- [GIVEN DATA]:
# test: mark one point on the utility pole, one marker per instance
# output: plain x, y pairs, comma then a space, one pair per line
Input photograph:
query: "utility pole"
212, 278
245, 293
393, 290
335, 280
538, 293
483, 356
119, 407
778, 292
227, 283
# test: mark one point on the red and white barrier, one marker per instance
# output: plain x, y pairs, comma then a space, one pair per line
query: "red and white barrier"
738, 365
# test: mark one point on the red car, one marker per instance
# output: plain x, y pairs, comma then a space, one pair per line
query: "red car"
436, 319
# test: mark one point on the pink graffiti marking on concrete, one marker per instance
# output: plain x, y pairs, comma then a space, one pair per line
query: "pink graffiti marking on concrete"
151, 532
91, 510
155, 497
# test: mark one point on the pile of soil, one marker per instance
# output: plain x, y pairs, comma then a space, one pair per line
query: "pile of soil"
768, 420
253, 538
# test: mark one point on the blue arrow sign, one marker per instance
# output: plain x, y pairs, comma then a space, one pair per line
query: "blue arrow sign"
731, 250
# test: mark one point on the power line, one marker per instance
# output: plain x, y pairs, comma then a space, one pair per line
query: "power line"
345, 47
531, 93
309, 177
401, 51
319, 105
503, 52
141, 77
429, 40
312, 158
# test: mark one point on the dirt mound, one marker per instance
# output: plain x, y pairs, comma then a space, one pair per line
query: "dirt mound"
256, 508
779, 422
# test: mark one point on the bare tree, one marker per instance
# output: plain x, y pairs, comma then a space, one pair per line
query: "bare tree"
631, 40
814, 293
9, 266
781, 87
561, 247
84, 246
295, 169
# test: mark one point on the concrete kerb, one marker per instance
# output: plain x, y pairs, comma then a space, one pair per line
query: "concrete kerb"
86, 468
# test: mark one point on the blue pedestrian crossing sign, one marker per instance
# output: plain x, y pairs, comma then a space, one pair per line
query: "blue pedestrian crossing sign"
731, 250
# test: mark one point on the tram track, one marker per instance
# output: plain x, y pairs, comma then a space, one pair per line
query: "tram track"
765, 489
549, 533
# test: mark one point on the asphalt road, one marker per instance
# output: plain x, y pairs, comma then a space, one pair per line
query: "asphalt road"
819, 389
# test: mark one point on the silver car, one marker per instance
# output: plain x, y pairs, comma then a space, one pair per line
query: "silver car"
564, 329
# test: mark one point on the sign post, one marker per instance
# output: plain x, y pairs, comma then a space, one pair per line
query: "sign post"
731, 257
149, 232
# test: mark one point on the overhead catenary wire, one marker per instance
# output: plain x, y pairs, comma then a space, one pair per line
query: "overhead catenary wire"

- [STATED GOAL]: Recast the lines above as a Markdown table with the columns Row and Line. Cover only the lines from the one containing "# test: mark one point on the sign" through the last line, inclusive, and leave out blank lines.

- [FULL ANSWER]:
| Row | Line |
|---|---|
| 1 | # test: mark one point on the sign post, one marker per instance |
| 2 | # output: plain x, y pairs, comma then a space, one pair per line |
| 3 | query: "sign post" |
| 4 | 731, 257 |
| 5 | 149, 232 |
| 6 | # test: mark one point on the overhead catenary wire, one marker per instance |
| 7 | # output: plain x, y pairs, comma then a space, one pair per line |
| 8 | query: "overhead catenary wire" |